_SOURCE EXCERPT:_
** BEGIN **

# Best Hard Drive to use for bolt 2020?



## Johnwashere (Sep 17, 2005)

So my brothers Bolt drive died I believe (he said flash lights up front , and wont boot). It seems like you can replace the drive with almost anything. Now that the bolt has been out for many years, is there a drive that works better than others? I just remember people posting lots of ones that would die. I dont feel like going through the hundreds of pages of old info. Was hoping there was a updated list of good drives now. 
Seems like I can just remove his old bad one and plug in a new one and be good to go?


----------



## Mikeguy (Jul 28, 2005)

See: 2nd failed Bolt+ HD, posted ~4 hours before yours.  A replacement hard drive 3TB and under is plug-'n-play--the TiVo box handles all the formatting, etc. automatically.


----------



## Johnwashere (Sep 17, 2005)

Mikeguy said:


> See: 2nd failed Bolt+ HD, posted ~4 hours before yours.  A replacement hard drive 3TB and under is plug-'n-play--the TiVo box handles all the formatting, etc. automatically.


Thanks, I was mostly looking in the upgrade forum for it. I read the reviews for the 3tb version and it seems like lots of people reported failures after some time, hopefully its just bad luck. I guess Ill roll the dice with the 2TB version for $50


----------



## V7Goose (May 28, 2005)

Personally, I think it is just plain foolish to use ANY 2.5" drive to repair/upgrade a Bolt. It is no more difficult to use a reliable 3" drive, you have MANY more choices, you can go much larger, and it is almost always much cheaper. My suggestion is to just buy a 3TB WD Red or Purple drive.

UPDATE: If buying a WD Red drive, make sure it is NOT an SMR drive - they have started sneaking that garbage into the Red line this year!

As for the reliability of any available large capacity 2.5" drive - do not count on it. I had the vaunted Toshiba 3TB MQ03ABB300 in one Bolt, and it crapped out at 38 months. That is NOT an acceptable life in my book.


----------



## justen_m (Jan 15, 2004)

I have the 2.5" 3TB Toshiba in my Bolt. Working perfectly... for the 6 months I've had it. So I have no idea about its reliability. I've seen the Amazon reviews. Backed up all shows on my server. Hope it keeps working.

I won't comment on what V7Goose said, 'cause I'll get banned again. Sorry that... Sorry, can't even say that. Do your research and don't listen to everything you hear on the net, or amazon reviews. Lots of people have an axe to grind.


----------



## Mikeguy (Jul 28, 2005)

Knock wood, almost 10 months with a Toshiba 2.5" 3TB replacement internal drive, no issues; on TE3.* 

* It's unclear if it's TE4/Hydra that causes issues with some/many replacement hard drives, after an update last year or so.


----------



## Mikeguy (Jul 28, 2005)

Johnwashere said:


> Thanks, I was mostly looking in the upgrade forum for it. I read the reviews for the 3tb version and it seems like lots of people reported failures after some time, hopefully its just bad luck. I guess Ill roll the dice with the 2TB version for $50


That hard drive is a steal of a deal--good luck!


----------



## Davelnlr_ (Jan 13, 2011)

I am using an Arris X1 Xfinity DVR next to my Tivo Bolt. The X1 uses an SSD and is quiet except for a small fan blowing air out the top. The SSD is fast. No issues. If I had to replace the drive in my Bolt (which Ive had to replace 4 times already...the Bolt, not the drive), I would just slap a 2TB SSD in it after rolling it back to TE3, since TE4 seems to dislike most drives and slap you with unwanted ads.


----------

** END **

Pointing records:

** BEGIN **

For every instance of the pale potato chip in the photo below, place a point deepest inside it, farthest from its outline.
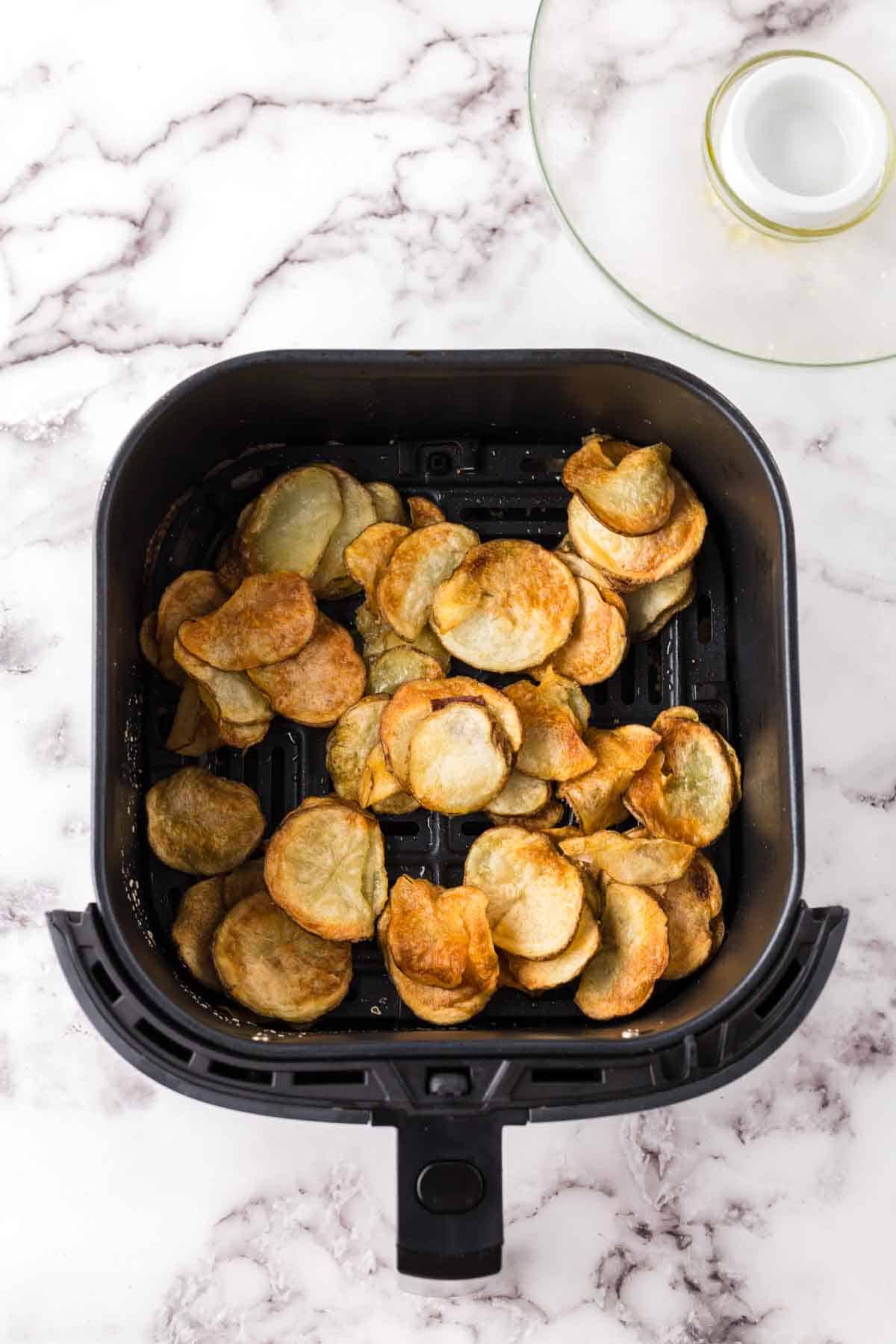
(507, 606)
(629, 491)
(534, 894)
(536, 976)
(633, 954)
(200, 824)
(641, 862)
(272, 965)
(458, 759)
(597, 796)
(632, 561)
(417, 567)
(292, 522)
(320, 682)
(269, 618)
(324, 867)
(415, 700)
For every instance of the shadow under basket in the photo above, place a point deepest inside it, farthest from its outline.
(484, 435)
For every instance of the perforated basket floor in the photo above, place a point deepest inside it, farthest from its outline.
(499, 491)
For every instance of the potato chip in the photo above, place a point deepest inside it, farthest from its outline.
(534, 894)
(200, 824)
(193, 594)
(415, 700)
(637, 860)
(417, 567)
(320, 682)
(507, 606)
(629, 491)
(458, 759)
(202, 909)
(632, 561)
(324, 868)
(653, 605)
(269, 618)
(635, 953)
(272, 965)
(553, 724)
(597, 796)
(536, 976)
(290, 523)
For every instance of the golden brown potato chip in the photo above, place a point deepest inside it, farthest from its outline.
(629, 491)
(535, 976)
(598, 643)
(553, 724)
(193, 732)
(638, 860)
(272, 965)
(692, 906)
(423, 512)
(458, 759)
(632, 561)
(633, 954)
(653, 605)
(351, 742)
(687, 789)
(202, 909)
(417, 567)
(370, 553)
(415, 700)
(507, 606)
(324, 867)
(399, 665)
(535, 894)
(193, 594)
(200, 824)
(290, 523)
(620, 753)
(388, 502)
(320, 682)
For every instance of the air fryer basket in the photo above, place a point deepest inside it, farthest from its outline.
(484, 435)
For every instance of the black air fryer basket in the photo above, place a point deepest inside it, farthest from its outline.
(484, 435)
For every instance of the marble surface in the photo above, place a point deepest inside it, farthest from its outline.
(186, 181)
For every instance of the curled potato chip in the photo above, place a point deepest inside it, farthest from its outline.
(388, 502)
(417, 567)
(638, 860)
(274, 967)
(200, 824)
(458, 759)
(653, 605)
(687, 789)
(398, 665)
(635, 953)
(193, 594)
(290, 523)
(598, 641)
(692, 906)
(415, 700)
(534, 894)
(193, 732)
(629, 490)
(553, 724)
(632, 561)
(597, 796)
(319, 683)
(202, 909)
(507, 606)
(324, 867)
(269, 618)
(536, 976)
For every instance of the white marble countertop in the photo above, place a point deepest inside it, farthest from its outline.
(186, 181)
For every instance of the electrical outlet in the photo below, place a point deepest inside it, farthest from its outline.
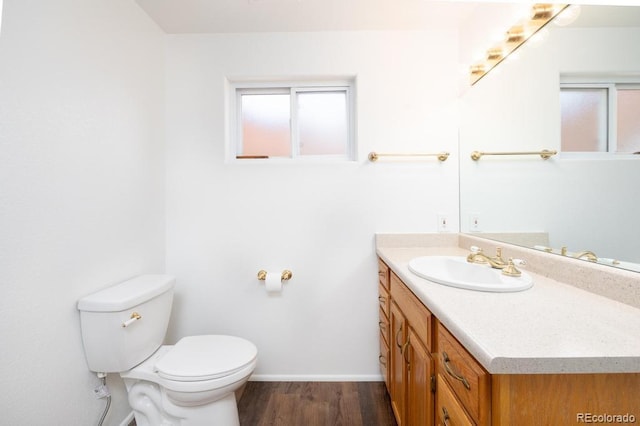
(443, 223)
(474, 222)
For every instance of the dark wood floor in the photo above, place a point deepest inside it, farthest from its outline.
(315, 404)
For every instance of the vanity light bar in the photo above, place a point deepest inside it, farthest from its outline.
(540, 15)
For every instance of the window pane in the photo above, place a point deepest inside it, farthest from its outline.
(584, 119)
(322, 123)
(628, 120)
(265, 125)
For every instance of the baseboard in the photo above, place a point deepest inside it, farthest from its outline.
(316, 378)
(127, 420)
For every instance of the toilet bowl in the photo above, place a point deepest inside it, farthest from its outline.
(191, 383)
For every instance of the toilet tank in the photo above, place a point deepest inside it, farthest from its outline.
(113, 336)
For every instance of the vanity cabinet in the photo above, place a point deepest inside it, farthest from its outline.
(384, 300)
(463, 386)
(411, 366)
(433, 379)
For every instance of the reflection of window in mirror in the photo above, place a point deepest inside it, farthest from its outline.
(294, 121)
(600, 117)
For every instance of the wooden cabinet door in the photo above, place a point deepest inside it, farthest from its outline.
(420, 371)
(397, 344)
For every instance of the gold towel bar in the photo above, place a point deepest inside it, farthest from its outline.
(286, 275)
(442, 156)
(544, 154)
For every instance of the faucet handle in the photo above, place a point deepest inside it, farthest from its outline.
(510, 270)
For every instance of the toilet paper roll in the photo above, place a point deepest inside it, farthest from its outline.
(273, 282)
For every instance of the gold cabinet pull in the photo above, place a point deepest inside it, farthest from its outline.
(399, 345)
(134, 317)
(404, 354)
(382, 359)
(445, 416)
(447, 367)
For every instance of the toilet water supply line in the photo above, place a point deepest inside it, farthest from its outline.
(102, 391)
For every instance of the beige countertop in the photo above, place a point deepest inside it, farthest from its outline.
(553, 327)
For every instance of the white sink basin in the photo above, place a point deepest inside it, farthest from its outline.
(455, 271)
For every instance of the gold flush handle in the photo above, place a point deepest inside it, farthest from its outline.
(134, 317)
(285, 276)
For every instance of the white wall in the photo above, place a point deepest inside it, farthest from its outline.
(81, 191)
(227, 221)
(583, 202)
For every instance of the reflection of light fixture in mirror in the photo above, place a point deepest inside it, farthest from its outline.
(516, 34)
(541, 14)
(542, 11)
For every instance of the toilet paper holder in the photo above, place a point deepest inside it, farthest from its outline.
(286, 275)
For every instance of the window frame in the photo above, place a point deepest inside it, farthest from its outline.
(237, 88)
(612, 84)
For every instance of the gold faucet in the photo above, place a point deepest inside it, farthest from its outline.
(477, 256)
(589, 255)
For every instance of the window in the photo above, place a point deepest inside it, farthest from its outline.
(293, 121)
(600, 117)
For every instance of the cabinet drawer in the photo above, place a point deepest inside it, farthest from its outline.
(468, 380)
(383, 299)
(414, 311)
(448, 410)
(383, 325)
(383, 360)
(383, 274)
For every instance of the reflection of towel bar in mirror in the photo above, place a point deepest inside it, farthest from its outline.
(442, 156)
(544, 154)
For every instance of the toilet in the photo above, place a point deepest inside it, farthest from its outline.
(191, 383)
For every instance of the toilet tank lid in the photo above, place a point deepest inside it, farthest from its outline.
(127, 294)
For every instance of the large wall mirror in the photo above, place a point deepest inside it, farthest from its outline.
(573, 202)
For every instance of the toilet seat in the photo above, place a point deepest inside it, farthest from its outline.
(203, 358)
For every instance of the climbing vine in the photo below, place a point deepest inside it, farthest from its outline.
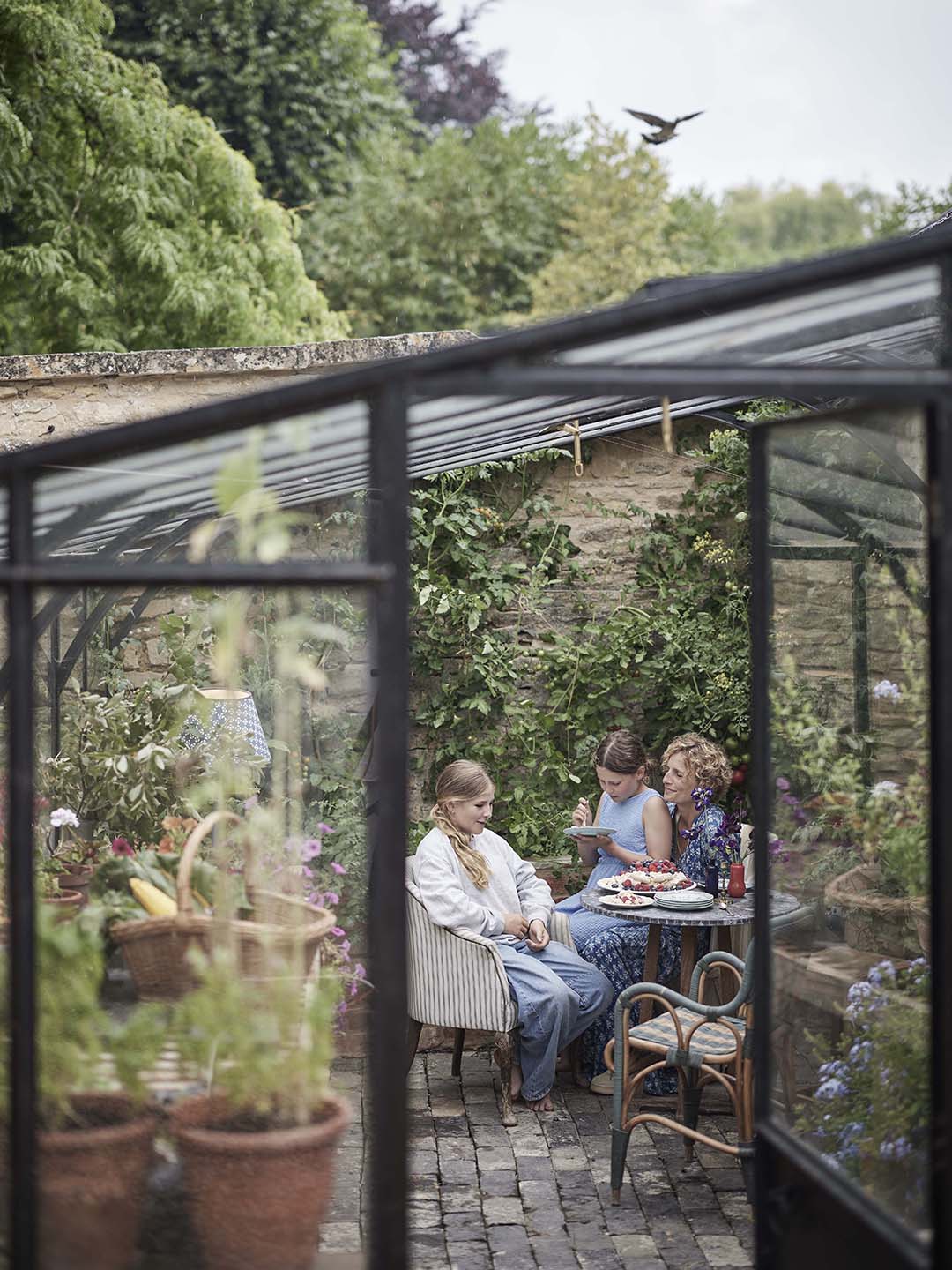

** END **

Transcribe verbatim the part of the Bolt hard drive thread starting with "So my brothers" and going on through "good drives now.".

So my brothers Bolt drive died I believe (he said flash lights up front , and wont boot). It seems like you can replace the drive with almost anything. Now that the bolt has been out for many years, is there a drive that works better than others? I just remember people posting lots of ones that would die. I dont feel like going through the hundreds of pages of old info. Was hoping there was a updated list of good drives now.